▶ _PASSAGE PROVIDED_:
----
The Best Time to Get Your Wisdom Teeth Removed

Some people do not need to get their wisdom teeth removed. If the wisdom teeth are aligned properly, and you aren’t experiencing any adverse symptoms because of them, removal may not be necessary.

Many dentists recommend removal even when it is not necessary. They do this as a preventive measure, since even wisdom teeth that are not currently a threat to oral health may cause issues later on.

Should you wait until your wisdom teeth start to cause problems before you get them removed? No. This is because the bones in your mouth will harden as you age, making the removal procedure more difficult for the surgeon. Waiting may also cause extra discomfort. You may experience excessive bleeding, severe numbness, or even a little loss of motion in your jaw.

Usually, people who get their wisdom teeth removed are between 17 and 25 years old. It is typically during this time of life that wisdom teeth first erupt. If you are in this age range, you may want to ask about your wisdom teeth during your next visit to the dentist. If you hesitate to go to the dentist because of a lack of dental insurance, you should look into available dental care savings plans that can save you substantial money on dental procedures.

Wisdom Teeth Removal Surgery: What to Expect

Prior to wisdom teeth removal surgery, you’ll have a pre-surgery consultation, during which a dental professional will tell you the details about your surgery.
----
▶ _EXTRACTED MATERIAL_:
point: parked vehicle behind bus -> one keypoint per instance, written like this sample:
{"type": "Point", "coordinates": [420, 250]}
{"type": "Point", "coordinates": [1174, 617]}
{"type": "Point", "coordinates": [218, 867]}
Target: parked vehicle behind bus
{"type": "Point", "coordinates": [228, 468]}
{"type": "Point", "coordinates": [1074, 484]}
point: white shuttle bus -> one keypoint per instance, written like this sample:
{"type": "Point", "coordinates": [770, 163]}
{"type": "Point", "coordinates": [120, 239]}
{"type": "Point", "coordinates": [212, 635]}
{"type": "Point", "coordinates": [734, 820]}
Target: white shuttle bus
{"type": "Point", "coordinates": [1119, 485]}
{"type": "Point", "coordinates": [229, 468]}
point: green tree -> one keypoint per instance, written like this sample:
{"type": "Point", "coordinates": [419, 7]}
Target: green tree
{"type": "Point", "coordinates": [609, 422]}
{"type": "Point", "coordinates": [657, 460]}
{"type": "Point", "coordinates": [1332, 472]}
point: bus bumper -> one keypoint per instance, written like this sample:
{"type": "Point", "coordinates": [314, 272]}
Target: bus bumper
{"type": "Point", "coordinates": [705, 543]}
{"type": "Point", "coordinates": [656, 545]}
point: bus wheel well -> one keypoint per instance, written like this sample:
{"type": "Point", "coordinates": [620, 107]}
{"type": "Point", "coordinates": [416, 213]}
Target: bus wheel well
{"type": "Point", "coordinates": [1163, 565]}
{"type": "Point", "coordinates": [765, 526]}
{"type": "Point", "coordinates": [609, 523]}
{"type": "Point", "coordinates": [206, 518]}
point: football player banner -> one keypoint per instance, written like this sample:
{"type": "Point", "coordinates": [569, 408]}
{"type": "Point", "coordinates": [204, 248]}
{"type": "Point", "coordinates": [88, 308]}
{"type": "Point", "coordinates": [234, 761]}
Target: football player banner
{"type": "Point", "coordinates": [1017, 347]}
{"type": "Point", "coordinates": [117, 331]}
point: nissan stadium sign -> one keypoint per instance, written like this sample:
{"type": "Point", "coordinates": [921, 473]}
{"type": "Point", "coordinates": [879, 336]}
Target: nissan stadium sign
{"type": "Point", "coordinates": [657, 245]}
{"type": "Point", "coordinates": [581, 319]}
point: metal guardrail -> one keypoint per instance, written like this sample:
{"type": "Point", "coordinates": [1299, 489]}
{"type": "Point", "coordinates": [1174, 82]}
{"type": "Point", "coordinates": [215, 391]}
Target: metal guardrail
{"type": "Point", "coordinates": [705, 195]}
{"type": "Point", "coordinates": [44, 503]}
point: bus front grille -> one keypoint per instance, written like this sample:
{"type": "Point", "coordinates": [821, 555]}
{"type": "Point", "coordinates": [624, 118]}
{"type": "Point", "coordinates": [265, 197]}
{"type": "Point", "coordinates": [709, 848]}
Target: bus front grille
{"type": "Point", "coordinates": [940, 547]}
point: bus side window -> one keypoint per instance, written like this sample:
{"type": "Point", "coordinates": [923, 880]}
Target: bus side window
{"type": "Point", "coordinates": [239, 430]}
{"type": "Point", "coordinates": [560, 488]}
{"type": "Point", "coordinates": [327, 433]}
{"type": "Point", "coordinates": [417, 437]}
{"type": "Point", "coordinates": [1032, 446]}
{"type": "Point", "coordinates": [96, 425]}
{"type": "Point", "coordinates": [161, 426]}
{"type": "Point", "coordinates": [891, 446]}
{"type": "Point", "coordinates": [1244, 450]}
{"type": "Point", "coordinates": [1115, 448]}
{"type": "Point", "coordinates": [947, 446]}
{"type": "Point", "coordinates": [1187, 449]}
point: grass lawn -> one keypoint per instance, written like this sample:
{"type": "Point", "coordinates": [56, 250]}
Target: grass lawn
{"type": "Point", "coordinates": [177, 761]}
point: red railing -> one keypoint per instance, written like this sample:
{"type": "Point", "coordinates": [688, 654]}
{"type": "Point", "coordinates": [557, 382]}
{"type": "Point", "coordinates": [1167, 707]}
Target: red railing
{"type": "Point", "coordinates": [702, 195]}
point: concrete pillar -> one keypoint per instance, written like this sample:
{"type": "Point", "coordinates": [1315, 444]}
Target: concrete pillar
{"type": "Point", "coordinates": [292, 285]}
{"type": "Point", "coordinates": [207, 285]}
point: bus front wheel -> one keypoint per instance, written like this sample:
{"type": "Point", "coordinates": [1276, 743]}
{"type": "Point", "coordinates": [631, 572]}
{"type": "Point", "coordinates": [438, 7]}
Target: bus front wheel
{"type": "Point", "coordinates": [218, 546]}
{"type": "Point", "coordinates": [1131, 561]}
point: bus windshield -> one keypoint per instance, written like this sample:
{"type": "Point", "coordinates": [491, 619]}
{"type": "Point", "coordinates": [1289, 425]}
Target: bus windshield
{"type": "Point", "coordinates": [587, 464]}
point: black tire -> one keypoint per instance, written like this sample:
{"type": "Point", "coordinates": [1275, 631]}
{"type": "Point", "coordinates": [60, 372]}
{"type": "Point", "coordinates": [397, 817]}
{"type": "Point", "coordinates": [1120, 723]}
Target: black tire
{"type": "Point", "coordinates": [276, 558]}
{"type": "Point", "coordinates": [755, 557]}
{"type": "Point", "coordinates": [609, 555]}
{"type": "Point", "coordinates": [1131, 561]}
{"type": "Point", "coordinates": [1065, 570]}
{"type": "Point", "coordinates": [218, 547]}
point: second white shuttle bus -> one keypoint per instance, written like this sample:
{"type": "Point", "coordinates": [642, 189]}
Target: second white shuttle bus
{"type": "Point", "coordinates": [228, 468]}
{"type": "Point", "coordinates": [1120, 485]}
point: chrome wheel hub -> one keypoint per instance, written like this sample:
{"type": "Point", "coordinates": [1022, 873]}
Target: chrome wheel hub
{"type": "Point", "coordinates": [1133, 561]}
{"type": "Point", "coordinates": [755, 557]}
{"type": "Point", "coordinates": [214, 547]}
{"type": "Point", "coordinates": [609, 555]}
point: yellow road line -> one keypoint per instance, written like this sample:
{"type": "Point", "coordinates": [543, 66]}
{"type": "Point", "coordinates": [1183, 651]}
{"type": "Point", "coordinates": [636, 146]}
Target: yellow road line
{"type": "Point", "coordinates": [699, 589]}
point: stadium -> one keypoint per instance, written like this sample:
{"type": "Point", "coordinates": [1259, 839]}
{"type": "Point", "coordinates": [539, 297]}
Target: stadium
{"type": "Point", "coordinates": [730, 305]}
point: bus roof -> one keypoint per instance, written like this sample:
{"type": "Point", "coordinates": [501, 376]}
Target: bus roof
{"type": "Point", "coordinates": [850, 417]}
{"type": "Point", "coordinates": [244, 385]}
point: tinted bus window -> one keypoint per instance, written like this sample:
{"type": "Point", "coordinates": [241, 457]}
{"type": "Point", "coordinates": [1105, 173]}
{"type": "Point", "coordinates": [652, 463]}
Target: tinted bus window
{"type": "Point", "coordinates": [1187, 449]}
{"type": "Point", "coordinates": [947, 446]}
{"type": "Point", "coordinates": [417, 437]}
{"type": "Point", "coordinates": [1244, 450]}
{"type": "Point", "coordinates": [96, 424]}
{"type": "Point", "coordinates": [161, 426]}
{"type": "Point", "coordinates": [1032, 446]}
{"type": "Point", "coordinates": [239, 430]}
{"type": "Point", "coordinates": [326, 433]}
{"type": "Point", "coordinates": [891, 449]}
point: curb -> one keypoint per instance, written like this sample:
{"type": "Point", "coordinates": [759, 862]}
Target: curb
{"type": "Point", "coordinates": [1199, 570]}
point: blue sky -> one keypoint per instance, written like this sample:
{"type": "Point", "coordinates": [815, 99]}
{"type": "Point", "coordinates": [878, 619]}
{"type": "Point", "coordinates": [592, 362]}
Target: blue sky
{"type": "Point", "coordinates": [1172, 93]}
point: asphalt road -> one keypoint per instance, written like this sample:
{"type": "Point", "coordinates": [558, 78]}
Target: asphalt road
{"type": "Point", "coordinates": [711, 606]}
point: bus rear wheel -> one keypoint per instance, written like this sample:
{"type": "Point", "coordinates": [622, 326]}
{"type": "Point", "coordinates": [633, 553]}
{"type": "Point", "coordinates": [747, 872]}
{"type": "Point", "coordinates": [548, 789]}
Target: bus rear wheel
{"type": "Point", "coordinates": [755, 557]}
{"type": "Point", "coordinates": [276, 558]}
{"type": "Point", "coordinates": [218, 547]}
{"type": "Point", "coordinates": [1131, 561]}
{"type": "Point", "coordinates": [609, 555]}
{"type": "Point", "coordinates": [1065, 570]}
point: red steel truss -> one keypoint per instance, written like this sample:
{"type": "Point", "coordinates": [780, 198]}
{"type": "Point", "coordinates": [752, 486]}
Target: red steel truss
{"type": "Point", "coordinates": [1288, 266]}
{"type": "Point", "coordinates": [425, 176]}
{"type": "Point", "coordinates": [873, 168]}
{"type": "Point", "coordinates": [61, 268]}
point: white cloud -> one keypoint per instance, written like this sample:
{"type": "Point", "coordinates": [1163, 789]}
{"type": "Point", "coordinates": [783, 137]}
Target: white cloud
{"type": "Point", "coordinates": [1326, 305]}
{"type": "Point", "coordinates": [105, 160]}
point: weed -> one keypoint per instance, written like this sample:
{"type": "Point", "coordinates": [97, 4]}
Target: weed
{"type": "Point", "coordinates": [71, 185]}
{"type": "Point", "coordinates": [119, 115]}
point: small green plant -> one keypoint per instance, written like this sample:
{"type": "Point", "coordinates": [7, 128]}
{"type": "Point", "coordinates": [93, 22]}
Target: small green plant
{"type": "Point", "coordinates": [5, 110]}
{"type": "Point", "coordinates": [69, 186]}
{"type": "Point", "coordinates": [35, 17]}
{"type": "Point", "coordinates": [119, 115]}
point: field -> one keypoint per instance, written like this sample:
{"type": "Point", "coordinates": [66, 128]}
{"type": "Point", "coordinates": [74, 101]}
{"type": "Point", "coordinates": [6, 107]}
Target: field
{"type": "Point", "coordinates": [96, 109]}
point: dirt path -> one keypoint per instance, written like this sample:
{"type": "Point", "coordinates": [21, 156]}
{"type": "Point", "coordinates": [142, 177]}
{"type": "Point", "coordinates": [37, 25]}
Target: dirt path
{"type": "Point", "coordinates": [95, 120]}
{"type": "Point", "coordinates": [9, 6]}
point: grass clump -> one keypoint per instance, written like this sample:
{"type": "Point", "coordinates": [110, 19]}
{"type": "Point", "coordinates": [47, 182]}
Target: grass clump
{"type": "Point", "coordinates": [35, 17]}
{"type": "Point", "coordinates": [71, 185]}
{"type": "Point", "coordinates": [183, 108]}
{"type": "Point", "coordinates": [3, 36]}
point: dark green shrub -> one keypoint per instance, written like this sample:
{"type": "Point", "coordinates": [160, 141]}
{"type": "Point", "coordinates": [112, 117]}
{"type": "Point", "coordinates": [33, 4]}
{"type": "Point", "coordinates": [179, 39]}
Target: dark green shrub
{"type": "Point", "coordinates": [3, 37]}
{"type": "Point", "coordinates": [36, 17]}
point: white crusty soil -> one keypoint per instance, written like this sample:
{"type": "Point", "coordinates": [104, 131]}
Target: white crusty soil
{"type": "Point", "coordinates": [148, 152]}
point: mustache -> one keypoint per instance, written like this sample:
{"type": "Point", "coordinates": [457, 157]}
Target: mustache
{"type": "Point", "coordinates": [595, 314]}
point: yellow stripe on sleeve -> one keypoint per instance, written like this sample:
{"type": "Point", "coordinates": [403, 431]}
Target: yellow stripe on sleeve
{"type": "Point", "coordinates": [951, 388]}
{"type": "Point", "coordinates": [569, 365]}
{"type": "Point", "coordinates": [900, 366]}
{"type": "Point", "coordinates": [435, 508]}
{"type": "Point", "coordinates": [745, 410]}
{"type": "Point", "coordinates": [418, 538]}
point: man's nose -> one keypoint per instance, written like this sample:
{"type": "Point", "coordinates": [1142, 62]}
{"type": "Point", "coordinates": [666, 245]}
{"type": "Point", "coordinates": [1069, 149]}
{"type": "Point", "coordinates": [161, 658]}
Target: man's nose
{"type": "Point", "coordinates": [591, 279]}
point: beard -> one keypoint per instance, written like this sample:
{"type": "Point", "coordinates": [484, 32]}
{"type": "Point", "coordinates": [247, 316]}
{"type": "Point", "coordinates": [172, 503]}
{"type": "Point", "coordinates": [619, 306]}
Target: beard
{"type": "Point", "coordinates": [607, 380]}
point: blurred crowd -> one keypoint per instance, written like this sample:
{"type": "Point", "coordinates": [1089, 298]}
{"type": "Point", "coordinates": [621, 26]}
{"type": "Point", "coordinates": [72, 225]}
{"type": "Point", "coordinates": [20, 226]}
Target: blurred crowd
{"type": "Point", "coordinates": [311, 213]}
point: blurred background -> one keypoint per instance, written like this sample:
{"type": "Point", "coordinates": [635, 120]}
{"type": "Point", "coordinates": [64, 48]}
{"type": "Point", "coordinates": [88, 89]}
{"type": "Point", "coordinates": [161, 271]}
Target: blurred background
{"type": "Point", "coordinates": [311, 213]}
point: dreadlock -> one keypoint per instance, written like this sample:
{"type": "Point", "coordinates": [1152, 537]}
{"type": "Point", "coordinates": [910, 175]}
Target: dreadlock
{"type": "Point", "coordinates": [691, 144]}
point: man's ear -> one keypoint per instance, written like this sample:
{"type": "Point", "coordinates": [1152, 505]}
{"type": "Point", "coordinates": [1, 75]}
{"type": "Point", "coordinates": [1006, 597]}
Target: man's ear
----
▶ _WORK REQUEST 1_: Decide whether each statement agrees with the wisdom teeth text. Answer yes or no for each, quoting the words from the text that settle it. (a) Most people who have their wisdom teeth removed are between 17 and 25 years old. (b) Dentists recommend removal only when it is necessary. (c) The bones in the mouth get softer with age.
▶ _WORK REQUEST 2_: Rewrite the paragraph of the wisdom teeth text that begins "Should you wait until your wisdom teeth" as a short bulleted list that keeps its main facts.
▶ _WORK REQUEST 3_: Reproduce word for word the stretch of the wisdom teeth text from "The Best Time" through "not be necessary.".
Work from the wisdom teeth text alone.

▶ _RESPONSE BOX 1_:
(a) Yes: "Usually, people who get their wisdom teeth removed are between 17 and 25 years old."
(b) No: "Many dentists recommend removal even when it is not necessary."
(c) No: "the bones in your mouth will harden as you age"

▶ _RESPONSE BOX 2_:
- Don't wait until wisdom teeth cause problems before having them removed.
- The bones in the mouth harden with age, which makes removal harder for the surgeon.
- Waiting may also cause extra discomfort.
- Possible effects include excessive bleeding, severe numbness, or some loss of motion in the jaw.

▶ _RESPONSE BOX 3_:
The Best Time to Get Your Wisdom Teeth Removed

Some people do not need to get their wisdom teeth removed. If the wisdom teeth are aligned properly, and you aren’t experiencing any adverse symptoms because of them, removal may not be necessary.